**What you have to do:** Count the lines of the material below that contain the word "white" and give only that number.

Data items
-*-*-

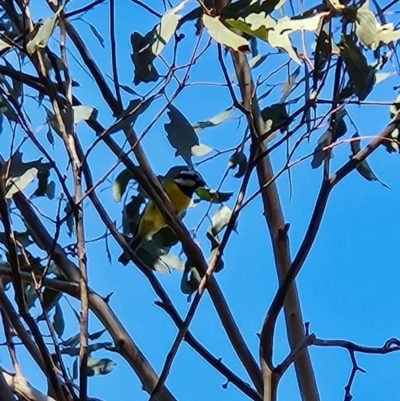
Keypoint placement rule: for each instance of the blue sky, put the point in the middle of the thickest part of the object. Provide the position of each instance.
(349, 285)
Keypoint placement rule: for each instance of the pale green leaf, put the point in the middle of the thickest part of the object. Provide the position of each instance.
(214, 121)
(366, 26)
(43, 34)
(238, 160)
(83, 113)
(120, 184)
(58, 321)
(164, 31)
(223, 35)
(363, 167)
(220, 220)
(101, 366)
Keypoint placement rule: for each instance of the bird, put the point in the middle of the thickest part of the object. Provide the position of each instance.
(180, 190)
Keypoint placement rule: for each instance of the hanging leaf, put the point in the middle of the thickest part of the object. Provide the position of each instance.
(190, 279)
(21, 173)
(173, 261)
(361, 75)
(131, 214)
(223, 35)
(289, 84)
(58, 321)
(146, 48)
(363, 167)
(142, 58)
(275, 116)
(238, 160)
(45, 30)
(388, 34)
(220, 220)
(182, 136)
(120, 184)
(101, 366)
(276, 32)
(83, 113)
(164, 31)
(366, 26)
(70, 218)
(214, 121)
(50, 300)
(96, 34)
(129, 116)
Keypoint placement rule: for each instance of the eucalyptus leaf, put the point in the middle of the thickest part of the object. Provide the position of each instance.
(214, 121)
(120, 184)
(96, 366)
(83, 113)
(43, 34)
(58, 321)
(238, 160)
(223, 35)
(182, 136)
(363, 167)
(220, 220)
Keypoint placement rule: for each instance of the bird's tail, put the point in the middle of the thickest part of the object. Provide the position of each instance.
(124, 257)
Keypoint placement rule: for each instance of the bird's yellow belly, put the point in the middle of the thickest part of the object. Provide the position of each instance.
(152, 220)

-*-*-

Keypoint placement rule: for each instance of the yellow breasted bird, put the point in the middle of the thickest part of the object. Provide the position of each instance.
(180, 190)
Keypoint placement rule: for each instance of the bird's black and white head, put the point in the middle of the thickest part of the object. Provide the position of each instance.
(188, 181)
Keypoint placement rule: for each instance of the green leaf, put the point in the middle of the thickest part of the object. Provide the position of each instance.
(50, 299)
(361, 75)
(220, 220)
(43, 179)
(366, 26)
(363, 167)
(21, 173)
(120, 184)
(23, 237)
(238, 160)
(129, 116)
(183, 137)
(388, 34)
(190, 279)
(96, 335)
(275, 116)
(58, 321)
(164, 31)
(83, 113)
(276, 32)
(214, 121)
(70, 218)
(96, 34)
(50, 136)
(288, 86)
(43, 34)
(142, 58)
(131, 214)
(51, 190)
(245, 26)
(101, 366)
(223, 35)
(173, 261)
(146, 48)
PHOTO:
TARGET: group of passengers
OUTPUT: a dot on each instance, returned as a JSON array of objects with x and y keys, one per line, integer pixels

-*-*-

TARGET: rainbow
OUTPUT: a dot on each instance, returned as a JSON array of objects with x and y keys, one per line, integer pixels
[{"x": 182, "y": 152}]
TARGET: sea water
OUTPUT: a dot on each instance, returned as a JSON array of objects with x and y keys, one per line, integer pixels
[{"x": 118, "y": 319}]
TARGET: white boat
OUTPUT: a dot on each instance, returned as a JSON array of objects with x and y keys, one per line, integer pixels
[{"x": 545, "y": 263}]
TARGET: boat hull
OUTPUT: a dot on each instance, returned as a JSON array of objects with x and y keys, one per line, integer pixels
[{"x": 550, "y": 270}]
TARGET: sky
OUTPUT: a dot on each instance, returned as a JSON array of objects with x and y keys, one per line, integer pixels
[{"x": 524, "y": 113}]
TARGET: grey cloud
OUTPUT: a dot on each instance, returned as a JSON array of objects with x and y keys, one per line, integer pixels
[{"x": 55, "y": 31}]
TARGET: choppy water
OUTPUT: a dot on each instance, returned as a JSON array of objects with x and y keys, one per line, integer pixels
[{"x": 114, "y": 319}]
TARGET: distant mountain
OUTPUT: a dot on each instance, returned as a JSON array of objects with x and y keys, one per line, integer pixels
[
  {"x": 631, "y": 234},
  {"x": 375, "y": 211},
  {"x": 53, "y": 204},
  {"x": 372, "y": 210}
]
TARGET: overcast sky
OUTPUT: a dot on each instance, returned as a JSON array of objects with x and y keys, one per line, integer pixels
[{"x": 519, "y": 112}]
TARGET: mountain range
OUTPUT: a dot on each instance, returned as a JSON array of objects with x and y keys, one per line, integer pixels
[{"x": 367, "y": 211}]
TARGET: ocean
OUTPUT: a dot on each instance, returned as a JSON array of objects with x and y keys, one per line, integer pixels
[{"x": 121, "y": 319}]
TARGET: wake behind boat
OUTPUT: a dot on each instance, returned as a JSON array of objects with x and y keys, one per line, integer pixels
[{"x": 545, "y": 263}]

-*-*-

**Result of the task:** 2